By creating geographic features, we’ll be able to focus on visualizing where the fraudulent transactions are occurring. This will allow us to identify “merchants at risk”. In other words, we’ll be able to visualize the density of merchants at risk of being targeted by the user of the stolen credit card.

Create and Explore the Project

In this section, we’ll create and explore the project. To create our project, we’ll open a tutorial that already has the input datasets we want to transform.

To open the tutorial:

  • Sign in to your instance of Dataiku DSS.

  • From the Dataiku DSS homepage, click on +New Project > DSS Tutorials > General Topics > Geospatial Analysis: CC Fraud Data.

Note

You can also download the starter project from this website and import it as a zip file.

Dataiku opens the Summary tab of the project, also known as the project homepage.

../../../_images/homepage1.png
  • Click Go To Flow.

  • In the lower right corner, click Flow Actions, then select Build all.

  • Click Build.

  • Wait while Dataiku builds the Flow, then refresh your browser window.

Explore the Flow

You’ll notice that the project contains more than one flow zone. For this lesson, we’ll focus on the following datasets in the Geo Join flow zone:

  • gas_sector_unauth_transactions: This dataset has been prepared from transactions_joined and it contains the geopoints for all unauthorized transactions belonging to the gas merchant subsector. We’ll further prepare this dataset to create areas around the geopoints.

  • gas_sector_merchants: This dataset has been prepared from merchants_info and it contains the geopoints for all merchants belonging to the gas merchant subsector.

../../../_images/starter-datasets.png

Create Geographic Areas Around the Unauthorized Transactions

To visualize the number of merchants at risk around each unauthorized transaction, we’ll first need to create a geographic area around each unauthorized transaction’s geopoint. For this, we’ll use the Create area around geopoint processor in the Prepare recipe to operate on the existing geopoints in the dataset.

Let’s define a 20-mile geographic area.

  • Go to the Flow.

  • In the Geo Join flow zone, click the gas_sector_unauth_transactions dataset once to select it.

  • Open the right-side panel, click Actions, then choose the Prepare recipe from Visual recipes.

../../../_images/unauth-dataset-select-prepare-recipe.png
  • Keep the default output dataset name and click Create Recipe.

Now, we’ll add a step to the script.

  • In the Script, click + Add a New Step.

  • In the processors library, search for geo and select Create area around geopoint.

../../../_images/create-area-around-geopoint-processor.png
  • Select transaction_geopoint as the Input column.

  • Name the Output column 20_miles.

  • Set the Shape to “Circle”.

  • Define a Radius of 20, and a Distance unit of “Miles”.

../../../_images/generate-20-mile-polygon.png
  • Click Save and accept the schema update.

Throughout this tutorial, you can continue to update the schema when prompted.

Set Column Storage Type

Dataiku has inferred the storage type of our new geographic area column as “string”. Let’s set the storage type of the column to “Geometry” to match the values in the column.

  • At the top of the 20_miles column, click the storage type, string, and select Geometry / Geography from the drop-down list.

  • Likewise, set the storage type of transactions_geopoint to Geo Point.

  • Save and Run the recipe.

  • Update the schema when prompted.

  • Explore the output dataset.

----

Carry on the Dataiku geospatial fraud tutorial from the point where it stops. The rows that come next have nothing to do with this.

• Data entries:

----

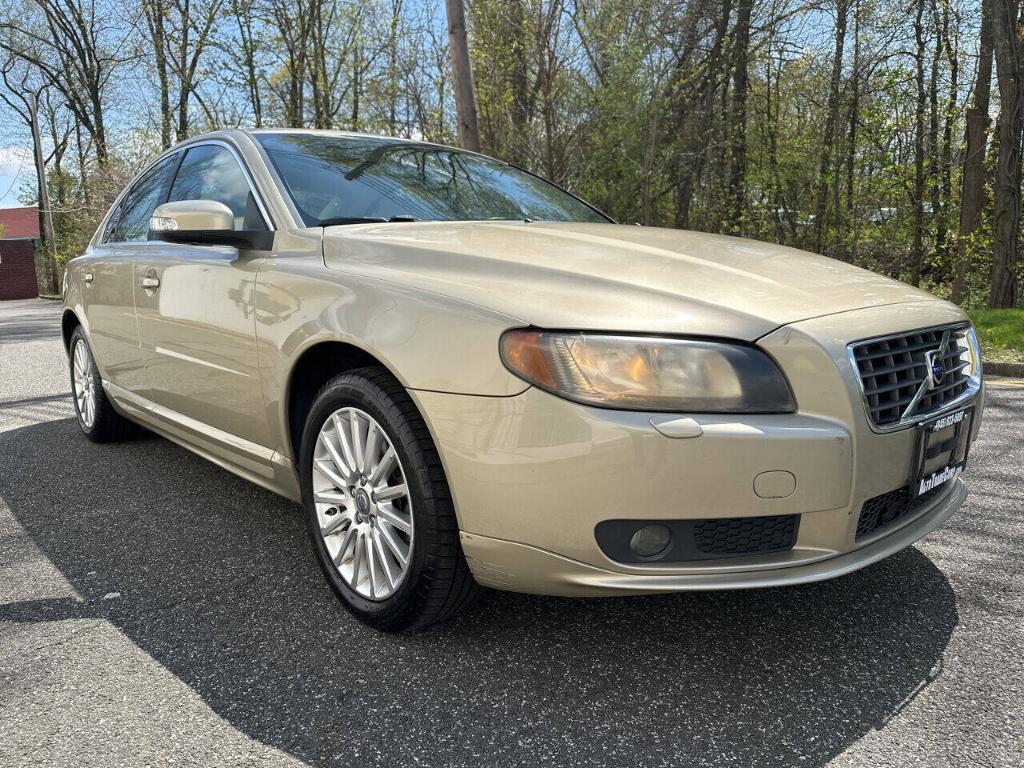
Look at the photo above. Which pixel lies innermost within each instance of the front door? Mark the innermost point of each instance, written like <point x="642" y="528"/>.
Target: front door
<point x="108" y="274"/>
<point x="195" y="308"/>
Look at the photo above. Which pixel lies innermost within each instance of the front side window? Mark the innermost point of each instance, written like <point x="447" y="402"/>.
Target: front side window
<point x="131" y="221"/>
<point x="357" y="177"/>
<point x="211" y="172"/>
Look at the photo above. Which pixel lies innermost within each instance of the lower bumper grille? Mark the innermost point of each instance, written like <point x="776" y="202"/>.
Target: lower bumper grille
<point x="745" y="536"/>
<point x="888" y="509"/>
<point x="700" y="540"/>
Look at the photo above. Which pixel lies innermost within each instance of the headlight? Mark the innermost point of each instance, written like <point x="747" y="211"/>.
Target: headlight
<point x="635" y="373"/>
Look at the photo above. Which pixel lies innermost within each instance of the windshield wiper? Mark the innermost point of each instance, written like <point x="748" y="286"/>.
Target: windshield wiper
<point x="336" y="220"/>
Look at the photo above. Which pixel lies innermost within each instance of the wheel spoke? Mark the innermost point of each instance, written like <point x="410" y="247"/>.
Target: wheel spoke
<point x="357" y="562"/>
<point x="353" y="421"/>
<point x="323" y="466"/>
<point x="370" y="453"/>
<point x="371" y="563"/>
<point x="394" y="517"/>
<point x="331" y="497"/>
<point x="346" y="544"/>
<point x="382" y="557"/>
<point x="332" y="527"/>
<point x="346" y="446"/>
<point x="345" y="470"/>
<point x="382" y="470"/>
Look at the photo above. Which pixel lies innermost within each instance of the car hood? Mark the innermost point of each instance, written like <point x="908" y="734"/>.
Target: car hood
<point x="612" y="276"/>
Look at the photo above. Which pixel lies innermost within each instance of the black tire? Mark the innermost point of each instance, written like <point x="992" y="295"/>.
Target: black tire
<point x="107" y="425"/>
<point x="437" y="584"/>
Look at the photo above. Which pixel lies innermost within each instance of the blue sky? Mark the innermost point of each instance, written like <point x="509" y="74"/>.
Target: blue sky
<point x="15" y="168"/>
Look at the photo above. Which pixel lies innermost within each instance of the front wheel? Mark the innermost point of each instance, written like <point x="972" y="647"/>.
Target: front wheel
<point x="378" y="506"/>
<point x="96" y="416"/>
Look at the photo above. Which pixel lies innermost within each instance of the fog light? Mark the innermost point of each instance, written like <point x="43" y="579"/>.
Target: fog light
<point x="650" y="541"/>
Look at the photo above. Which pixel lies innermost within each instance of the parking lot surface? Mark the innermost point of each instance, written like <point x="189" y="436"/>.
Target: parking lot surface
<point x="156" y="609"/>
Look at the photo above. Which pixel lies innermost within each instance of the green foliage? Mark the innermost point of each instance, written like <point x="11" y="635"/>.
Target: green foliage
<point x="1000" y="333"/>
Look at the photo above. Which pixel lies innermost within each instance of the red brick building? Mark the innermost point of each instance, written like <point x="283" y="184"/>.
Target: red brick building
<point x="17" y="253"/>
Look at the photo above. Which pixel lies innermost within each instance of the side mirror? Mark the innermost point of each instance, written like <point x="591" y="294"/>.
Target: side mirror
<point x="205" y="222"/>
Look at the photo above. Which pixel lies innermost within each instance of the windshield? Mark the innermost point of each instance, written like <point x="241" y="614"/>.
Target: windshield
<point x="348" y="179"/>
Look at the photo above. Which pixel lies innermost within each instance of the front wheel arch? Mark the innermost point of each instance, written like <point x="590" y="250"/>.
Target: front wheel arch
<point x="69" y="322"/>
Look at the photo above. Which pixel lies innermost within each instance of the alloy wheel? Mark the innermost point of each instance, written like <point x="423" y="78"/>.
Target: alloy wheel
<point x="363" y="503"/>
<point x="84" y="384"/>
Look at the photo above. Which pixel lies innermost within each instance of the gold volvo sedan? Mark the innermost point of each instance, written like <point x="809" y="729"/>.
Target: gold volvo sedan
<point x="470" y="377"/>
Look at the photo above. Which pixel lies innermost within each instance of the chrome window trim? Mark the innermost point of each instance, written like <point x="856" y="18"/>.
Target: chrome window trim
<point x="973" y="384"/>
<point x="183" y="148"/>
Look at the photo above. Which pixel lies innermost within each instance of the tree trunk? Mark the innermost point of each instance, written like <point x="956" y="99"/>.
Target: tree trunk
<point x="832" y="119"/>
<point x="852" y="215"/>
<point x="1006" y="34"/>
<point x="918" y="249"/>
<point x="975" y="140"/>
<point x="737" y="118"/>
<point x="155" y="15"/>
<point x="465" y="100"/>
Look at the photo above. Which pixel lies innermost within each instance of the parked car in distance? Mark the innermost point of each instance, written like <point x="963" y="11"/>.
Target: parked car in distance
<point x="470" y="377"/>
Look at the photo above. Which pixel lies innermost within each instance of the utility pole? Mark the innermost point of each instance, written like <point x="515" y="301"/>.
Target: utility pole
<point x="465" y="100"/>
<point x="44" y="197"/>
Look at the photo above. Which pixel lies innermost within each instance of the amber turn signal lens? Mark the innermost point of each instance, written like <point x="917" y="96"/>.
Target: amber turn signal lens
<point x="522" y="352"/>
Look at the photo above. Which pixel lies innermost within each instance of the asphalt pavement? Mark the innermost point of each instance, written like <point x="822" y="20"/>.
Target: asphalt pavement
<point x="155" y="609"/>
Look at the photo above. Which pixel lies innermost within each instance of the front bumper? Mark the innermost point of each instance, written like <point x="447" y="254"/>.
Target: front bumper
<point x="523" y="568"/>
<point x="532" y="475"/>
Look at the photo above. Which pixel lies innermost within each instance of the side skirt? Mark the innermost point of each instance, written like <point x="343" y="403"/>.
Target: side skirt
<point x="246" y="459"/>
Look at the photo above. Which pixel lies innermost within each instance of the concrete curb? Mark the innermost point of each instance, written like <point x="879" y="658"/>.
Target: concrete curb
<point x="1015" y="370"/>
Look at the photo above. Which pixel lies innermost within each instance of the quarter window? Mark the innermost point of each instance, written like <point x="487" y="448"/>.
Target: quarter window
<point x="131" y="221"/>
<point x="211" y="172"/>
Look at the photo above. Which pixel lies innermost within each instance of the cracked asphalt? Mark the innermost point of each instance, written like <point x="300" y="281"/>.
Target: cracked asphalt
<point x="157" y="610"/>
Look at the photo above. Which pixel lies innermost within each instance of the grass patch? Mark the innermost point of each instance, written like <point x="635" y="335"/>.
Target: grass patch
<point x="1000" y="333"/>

----

• RESPONSE TO THIS TASK:
Now that we have defined geographic areas around the geopoints of unauthorized transactions, we can use the Geo Join recipe to map merchants to the areas.

Join Two Datasets Using Geospatial Data

In this section, we’ll create a dataset that includes all of the merchants located within each 20-mile geographic area. Later, we’ll create a chart to visualize the density of the merchants within these areas.

To create our dataset, we’ll use the Geo Join recipe.

  • Return to the Flow.

  • In the Geo Join flow zone, click the newly created gas_sector_unauth_transactions_prepared dataset to select it.

  • Hold down the Shift key then click the gas_sector_merchants dataset to select it, too.

  • Open the right-side panel and choose the Geo join recipe from Visual recipes.

../../../_images/select-two-datasets-to-geojoin.png

Dataiku displays the New geojoin recipe window.

  • Name the output dataset merchants_contained_in_20_miles instead of the default name.

Your recipe window should look like this:

../../../_images/new-geojoin-recipe.png
  • Click Create Recipe.

Note

If Dataiku displays “No available join columns”, return to your input datasets and ensure that the storage types of the geospatial columns (transaction_geopoint, merchant_gas_geopoint, and geometry) are set to type Geo Point or Geometry / Geography, as applicable.

Dataiku displays the Join step of the recipe. By default, Dataiku selects available geospatial columns to use for the join and specifies a join condition. Here, Dataiku has selected the transaction_geopoint column from our left dataset as the join key. However, we’ll perform this join using the polygon we created.

Let’s configure the Join conditions.

  • Click transaction_geopoint to display the Join conditions.

Dataiku displays the Join window.

Let’s keep the default Left join type and the Match when all the following conditions are satisfied selection.

  • Click transaction_geopoint again to open the Join conditions window.

  • Set “Column from” to 20_miles and the join condition to Contains.

../../../_images/join-condition-contains.png
  • Close the Join conditions window.

Let’s configure the columns in the output dataset, removing any that we don’t need.

  • Go to the Selected columns step.

  • In gas_sector_unauth_transactions, remove the transaction_geopoint column.

  • In gas_sector_merchants, remove the subsector_description column.

../../../_images/geo-join-output-columns.png
  • Save and Run the recipe.

  • Explore the output dataset.

../../../_images/merchants-contained-in-20-miles.png

Create a Density Map

In this section, we’ll build a type of chart known as a density map. The map takes as an input a column containing geo points and represents them in the form of a heat map. We can customize our map by selecting a color palette, configuring the intensity, and setting the radius of the circles for each point.

While a density map and scatter map may seem similar, we’ll soon discover how valuable a density map can be when plotting a large set of points on a map. Since the density map allows us to show where geopoints are concentrated on a map, we can quickly understand where, on a map, there are areas with a lot of points, or where there are areas with very few points.

Let’s create our map!

  • Return to the Flow.

  • Open the merchants_contained_in_20_miles dataset.

  • Click on the Charts tab.

  • Click the Chart symbol in the upper left to view the chart options and types.

  • Choose the Map chart type, then select the Density Map.

../../../_images/select-density-map.png
  • From the Columns panel on the left, drag and drop merchant_gas_geopoint to Geo.

  • Drag and drop purchase_amount to Details to set the heatmap’s intensity.

Let’s configure the radius of our circles, the color palette, and add a tooltip.

  • Open the Color panel, then set the Radius to approximately “0.25”.

  • Select OrRd from the Palette.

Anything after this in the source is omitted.